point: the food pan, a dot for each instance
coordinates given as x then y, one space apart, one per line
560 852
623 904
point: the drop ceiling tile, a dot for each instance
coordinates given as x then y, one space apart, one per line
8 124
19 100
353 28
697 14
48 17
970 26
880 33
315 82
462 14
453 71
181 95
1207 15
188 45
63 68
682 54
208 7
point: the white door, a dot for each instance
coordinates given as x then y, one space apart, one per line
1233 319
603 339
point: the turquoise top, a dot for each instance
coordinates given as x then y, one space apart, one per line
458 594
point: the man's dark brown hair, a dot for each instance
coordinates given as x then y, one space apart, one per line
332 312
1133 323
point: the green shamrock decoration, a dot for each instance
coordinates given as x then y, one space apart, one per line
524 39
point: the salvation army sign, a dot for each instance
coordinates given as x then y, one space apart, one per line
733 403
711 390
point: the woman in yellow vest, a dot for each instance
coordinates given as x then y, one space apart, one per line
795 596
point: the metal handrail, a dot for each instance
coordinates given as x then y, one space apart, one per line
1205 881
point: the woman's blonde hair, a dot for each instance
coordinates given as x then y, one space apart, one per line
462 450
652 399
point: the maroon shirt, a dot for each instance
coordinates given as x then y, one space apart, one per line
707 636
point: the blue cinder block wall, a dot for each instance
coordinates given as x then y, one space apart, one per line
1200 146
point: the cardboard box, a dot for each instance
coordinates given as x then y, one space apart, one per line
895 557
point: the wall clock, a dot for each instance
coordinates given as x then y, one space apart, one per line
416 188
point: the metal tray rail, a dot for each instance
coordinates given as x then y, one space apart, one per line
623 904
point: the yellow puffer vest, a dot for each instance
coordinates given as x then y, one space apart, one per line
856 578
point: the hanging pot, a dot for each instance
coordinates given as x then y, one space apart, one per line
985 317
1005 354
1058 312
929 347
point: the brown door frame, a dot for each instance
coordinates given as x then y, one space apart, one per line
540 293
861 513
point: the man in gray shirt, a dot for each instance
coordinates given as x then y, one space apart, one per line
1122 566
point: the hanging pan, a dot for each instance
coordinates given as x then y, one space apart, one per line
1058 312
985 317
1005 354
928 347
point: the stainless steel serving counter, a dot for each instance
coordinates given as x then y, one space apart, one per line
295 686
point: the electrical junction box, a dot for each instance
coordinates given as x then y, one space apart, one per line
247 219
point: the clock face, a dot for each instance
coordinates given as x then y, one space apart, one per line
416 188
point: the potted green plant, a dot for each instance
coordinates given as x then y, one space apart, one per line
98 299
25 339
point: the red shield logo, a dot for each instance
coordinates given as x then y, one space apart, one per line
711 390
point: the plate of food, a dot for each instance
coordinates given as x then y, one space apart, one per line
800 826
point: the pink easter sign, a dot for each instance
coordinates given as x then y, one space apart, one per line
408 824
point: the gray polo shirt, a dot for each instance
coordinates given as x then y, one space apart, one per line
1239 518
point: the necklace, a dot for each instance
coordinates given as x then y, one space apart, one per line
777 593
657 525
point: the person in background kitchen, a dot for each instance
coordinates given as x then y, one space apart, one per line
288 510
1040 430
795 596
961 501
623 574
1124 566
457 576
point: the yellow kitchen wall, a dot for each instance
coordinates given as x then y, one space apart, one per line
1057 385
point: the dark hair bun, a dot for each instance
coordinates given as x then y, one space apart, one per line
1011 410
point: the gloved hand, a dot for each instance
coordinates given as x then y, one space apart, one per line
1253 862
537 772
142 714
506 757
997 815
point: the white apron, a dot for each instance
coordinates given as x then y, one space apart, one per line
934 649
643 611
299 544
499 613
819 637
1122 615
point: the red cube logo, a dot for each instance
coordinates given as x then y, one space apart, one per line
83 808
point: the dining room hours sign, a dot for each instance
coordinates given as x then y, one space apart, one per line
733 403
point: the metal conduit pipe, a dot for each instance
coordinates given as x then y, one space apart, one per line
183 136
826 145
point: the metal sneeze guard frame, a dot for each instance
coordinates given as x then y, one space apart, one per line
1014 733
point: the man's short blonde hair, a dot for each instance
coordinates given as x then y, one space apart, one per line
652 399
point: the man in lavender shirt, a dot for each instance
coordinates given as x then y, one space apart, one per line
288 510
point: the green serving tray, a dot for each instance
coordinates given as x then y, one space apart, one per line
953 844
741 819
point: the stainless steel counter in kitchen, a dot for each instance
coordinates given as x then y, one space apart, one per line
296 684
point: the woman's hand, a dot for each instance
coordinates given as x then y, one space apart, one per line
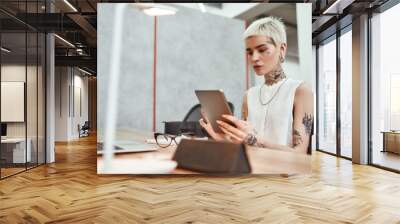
238 134
207 126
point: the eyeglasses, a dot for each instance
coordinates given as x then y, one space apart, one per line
165 140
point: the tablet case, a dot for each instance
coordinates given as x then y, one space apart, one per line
212 157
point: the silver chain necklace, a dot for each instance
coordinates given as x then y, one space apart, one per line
276 92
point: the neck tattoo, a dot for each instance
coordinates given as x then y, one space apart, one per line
274 76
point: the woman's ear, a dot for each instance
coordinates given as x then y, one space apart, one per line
283 50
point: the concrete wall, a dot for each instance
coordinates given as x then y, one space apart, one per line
207 55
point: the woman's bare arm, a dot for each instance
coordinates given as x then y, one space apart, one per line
303 117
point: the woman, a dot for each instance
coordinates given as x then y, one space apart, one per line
279 113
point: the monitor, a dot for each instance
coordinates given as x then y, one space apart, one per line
3 129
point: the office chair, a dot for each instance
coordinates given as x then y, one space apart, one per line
190 123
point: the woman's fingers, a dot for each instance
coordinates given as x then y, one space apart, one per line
232 136
210 130
233 130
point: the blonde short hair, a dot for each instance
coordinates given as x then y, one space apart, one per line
272 27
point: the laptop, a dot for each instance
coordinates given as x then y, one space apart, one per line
128 146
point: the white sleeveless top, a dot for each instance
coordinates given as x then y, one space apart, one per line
273 121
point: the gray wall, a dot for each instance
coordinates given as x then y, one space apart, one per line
136 72
194 51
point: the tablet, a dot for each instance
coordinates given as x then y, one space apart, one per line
214 105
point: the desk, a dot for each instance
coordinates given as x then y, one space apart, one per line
262 160
15 148
391 141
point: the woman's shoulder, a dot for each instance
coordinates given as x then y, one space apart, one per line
303 89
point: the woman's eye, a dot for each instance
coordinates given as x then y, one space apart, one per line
262 50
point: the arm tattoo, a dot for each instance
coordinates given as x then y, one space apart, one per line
308 123
296 138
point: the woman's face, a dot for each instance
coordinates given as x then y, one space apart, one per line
263 54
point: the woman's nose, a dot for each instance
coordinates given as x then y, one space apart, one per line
255 56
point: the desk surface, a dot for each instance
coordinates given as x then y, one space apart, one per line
262 160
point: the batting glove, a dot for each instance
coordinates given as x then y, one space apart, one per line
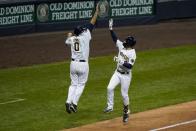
111 24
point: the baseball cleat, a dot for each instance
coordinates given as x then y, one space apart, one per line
68 109
73 108
107 110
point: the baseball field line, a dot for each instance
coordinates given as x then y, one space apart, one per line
175 125
12 101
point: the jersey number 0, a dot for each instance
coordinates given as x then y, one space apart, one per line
77 45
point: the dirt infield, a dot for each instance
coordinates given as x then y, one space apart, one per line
179 117
49 47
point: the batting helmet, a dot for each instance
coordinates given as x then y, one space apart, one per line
129 42
78 30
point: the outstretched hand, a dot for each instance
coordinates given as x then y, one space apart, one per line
111 24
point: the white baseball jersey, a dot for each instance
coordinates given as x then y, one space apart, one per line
79 67
122 75
125 55
80 45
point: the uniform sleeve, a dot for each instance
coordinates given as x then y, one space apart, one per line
68 41
132 59
119 44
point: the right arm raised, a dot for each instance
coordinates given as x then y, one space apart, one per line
113 35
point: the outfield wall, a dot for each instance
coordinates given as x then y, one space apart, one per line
29 16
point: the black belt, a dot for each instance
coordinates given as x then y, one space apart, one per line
78 60
122 72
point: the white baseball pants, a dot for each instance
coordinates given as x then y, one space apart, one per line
124 80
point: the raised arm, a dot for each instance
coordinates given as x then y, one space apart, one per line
91 25
113 35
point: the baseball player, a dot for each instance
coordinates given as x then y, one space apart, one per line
122 75
79 67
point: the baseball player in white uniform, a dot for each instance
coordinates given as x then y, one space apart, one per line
79 67
123 73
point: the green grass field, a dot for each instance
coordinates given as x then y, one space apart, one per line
160 77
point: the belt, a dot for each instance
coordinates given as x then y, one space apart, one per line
78 60
121 72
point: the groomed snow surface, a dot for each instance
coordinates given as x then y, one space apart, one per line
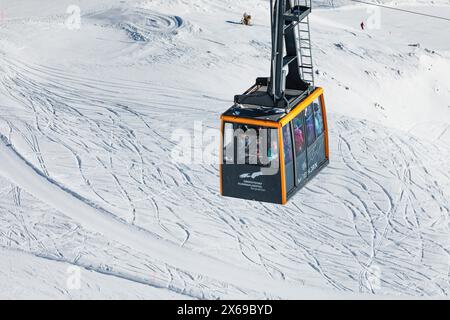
92 204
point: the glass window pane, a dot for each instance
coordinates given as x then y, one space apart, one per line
255 145
228 144
288 157
299 134
310 130
318 118
287 143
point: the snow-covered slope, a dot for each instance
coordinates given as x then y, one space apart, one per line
87 119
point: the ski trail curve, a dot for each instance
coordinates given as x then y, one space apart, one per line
15 168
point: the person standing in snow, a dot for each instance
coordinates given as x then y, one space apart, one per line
246 19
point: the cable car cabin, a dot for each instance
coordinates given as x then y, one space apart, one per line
275 137
268 154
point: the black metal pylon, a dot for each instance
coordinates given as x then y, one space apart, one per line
291 48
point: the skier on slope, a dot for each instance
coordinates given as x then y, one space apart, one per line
246 19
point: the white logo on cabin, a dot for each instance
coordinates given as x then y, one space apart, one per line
251 175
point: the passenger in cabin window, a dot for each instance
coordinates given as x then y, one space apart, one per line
318 119
298 136
310 131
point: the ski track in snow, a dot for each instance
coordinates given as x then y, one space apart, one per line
380 207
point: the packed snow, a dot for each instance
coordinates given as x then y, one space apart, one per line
93 204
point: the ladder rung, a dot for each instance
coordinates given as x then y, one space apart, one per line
288 59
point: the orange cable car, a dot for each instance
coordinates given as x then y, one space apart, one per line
274 139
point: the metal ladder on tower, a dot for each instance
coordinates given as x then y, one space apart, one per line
304 46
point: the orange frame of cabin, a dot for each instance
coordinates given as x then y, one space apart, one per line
318 93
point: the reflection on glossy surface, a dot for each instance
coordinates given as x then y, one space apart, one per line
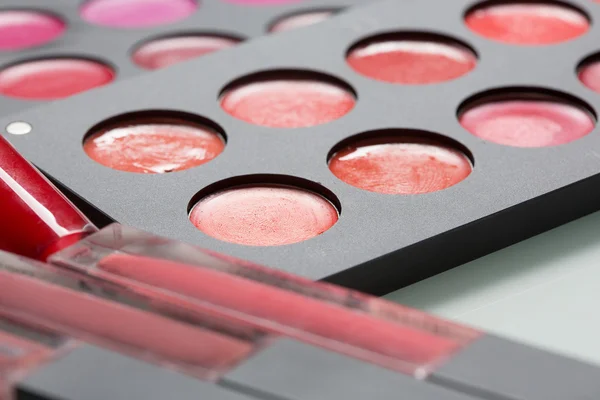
264 215
289 103
411 61
400 165
136 13
38 218
53 78
527 123
300 20
161 53
154 147
24 29
528 24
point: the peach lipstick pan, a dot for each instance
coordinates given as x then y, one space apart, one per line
372 150
141 302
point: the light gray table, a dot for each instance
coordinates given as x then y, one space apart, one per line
544 291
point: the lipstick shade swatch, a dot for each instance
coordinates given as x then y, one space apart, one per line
300 20
589 75
20 29
50 79
154 146
527 23
136 13
288 103
161 53
527 123
266 215
400 165
411 62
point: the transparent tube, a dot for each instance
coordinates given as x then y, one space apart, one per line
335 318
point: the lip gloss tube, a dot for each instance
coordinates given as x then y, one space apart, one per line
43 364
111 316
319 314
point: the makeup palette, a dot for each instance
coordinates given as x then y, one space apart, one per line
372 150
241 330
52 50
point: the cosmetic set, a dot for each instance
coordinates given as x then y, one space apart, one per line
52 50
122 313
372 150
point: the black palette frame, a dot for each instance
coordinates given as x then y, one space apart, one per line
381 242
114 46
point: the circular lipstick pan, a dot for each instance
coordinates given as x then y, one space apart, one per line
588 72
22 29
288 99
527 118
264 214
163 52
57 78
301 19
136 13
527 22
400 161
411 58
154 142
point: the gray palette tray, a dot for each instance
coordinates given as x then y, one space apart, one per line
381 242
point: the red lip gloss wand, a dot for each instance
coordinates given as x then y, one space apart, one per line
192 278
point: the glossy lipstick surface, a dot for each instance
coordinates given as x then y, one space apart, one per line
264 215
411 62
50 79
528 23
20 29
41 220
136 13
161 53
523 123
400 165
154 145
288 103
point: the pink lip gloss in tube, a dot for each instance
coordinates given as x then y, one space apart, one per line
189 278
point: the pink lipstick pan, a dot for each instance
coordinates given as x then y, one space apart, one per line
248 329
404 144
54 50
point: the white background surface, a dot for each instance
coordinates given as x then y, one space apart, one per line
544 291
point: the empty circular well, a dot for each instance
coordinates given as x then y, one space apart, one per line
161 53
136 13
21 29
154 142
263 214
527 118
527 23
400 161
49 79
411 58
288 99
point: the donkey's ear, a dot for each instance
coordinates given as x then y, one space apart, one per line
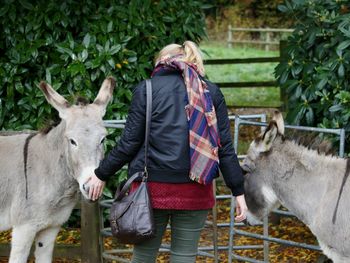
55 99
278 118
105 94
268 137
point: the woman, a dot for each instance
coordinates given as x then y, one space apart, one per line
189 141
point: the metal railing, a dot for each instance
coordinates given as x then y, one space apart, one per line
265 236
202 251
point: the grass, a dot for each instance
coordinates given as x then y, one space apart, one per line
264 97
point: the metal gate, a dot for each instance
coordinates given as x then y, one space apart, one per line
212 251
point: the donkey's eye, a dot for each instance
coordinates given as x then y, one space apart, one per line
72 142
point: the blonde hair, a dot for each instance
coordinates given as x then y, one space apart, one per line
189 50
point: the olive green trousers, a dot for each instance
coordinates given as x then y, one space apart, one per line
186 226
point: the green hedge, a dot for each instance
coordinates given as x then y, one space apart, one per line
315 72
74 45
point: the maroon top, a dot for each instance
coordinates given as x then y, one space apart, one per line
182 196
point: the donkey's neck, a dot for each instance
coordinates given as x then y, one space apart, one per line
56 149
303 178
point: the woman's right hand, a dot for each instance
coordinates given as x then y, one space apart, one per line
241 208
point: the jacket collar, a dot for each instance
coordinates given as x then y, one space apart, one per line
166 72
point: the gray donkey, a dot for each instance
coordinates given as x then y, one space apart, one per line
311 185
41 173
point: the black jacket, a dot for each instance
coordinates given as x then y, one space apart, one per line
168 157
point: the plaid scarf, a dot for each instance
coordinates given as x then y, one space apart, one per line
203 131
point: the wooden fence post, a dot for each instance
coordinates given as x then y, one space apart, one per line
283 94
268 40
91 242
229 36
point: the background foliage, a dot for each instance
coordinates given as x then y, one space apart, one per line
243 13
315 72
75 44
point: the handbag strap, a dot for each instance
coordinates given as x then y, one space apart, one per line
119 194
148 122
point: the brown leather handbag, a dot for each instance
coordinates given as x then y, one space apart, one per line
131 214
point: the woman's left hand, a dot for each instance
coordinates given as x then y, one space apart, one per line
95 187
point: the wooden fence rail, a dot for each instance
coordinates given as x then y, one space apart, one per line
91 247
265 36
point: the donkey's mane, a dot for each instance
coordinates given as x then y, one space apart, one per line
50 124
11 133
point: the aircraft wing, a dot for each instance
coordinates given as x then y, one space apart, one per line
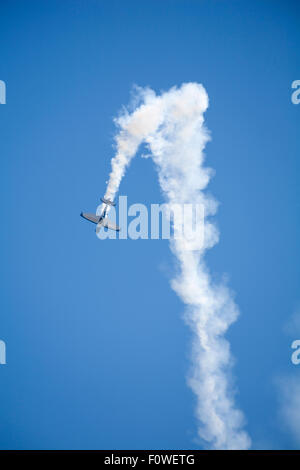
91 217
109 224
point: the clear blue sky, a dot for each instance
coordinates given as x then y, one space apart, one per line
97 351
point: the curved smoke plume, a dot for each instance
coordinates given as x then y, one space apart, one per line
172 127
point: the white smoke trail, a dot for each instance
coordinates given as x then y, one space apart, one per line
172 126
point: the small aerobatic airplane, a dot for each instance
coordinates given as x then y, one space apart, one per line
101 220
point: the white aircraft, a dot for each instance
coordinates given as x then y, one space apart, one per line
102 220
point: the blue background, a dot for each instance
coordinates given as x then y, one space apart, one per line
97 351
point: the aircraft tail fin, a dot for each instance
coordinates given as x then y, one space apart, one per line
108 202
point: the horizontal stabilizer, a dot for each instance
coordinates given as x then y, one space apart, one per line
91 217
108 224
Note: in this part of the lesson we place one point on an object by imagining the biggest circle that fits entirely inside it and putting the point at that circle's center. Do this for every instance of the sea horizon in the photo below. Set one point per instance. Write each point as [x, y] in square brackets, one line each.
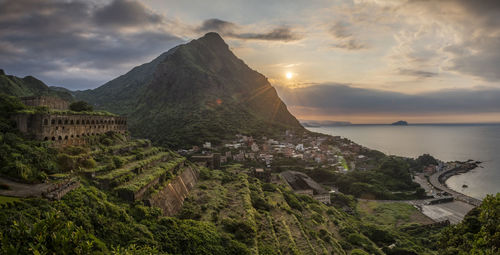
[446, 142]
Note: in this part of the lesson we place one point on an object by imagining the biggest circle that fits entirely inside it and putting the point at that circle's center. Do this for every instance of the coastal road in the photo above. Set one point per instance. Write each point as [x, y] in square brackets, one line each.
[436, 180]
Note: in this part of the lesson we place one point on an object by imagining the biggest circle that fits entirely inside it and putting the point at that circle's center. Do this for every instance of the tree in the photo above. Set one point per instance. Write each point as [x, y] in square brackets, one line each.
[81, 106]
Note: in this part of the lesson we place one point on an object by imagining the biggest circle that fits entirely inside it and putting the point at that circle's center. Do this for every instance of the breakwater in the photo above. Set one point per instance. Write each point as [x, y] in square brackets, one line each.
[438, 180]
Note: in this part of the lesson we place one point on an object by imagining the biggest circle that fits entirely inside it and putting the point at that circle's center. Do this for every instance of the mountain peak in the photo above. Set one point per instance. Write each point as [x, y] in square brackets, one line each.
[198, 92]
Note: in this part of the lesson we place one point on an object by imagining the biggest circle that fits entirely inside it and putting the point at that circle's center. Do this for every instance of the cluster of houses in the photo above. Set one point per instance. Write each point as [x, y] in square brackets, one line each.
[315, 151]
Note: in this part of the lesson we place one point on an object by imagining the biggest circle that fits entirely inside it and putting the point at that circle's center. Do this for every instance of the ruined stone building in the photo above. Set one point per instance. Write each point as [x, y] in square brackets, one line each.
[65, 128]
[50, 102]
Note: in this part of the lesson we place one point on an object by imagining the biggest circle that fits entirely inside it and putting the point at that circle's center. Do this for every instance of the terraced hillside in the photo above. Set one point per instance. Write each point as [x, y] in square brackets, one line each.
[137, 171]
[270, 219]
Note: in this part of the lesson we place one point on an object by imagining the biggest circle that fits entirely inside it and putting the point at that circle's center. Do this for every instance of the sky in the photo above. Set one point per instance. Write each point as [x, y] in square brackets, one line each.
[364, 61]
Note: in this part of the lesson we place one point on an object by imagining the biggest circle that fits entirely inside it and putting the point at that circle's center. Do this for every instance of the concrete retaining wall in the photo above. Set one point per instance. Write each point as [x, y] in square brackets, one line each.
[171, 197]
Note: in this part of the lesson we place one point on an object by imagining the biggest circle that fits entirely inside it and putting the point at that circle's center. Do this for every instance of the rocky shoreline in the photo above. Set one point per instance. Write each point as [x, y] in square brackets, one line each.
[438, 180]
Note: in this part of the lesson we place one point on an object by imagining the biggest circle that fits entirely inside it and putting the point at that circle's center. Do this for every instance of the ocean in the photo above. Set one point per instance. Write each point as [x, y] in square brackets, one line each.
[447, 142]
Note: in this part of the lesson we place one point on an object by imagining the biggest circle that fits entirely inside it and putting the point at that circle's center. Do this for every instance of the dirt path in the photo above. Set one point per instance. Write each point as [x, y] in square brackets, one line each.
[22, 189]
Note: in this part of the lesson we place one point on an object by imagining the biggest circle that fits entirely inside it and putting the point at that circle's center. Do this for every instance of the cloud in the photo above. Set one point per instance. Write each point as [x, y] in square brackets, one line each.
[277, 34]
[345, 39]
[78, 44]
[126, 13]
[331, 99]
[462, 36]
[217, 25]
[416, 73]
[230, 29]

▶ **Written request**: Every line from the one containing "of the ocean" through the last line must be copied exactly; leave out the rest.

▶ **Finished answer**:
Note: in this part of the lesson we place one point on an object by imagining the biggest circle that fits entirely inside it and putting the point at that circle's center. Do this for every instance of the ocean in the photo above. Set one point per instance. Write each point as [x, y] in square brackets, one line each.
[447, 142]
Note: in this part of the lesson we place one point on an object by imagining the biggest circle that fits entirely inside it and putting the point at that circle's center. Do this for every instance of the dirt path in the photo above. Set one point per instance. Write each point as [x, y] in square brackets, one line each.
[22, 189]
Note: in this part of the lesson we place one point on an object by imagining the biggest circle that fits entirely inside it and putting the point at that circle's center. Do this for every instance of the cloud in the photo above. Set one point per instance. Write each point as [x, y] in square brackets, one line each.
[277, 34]
[345, 39]
[78, 44]
[126, 13]
[331, 99]
[462, 36]
[217, 25]
[416, 73]
[230, 29]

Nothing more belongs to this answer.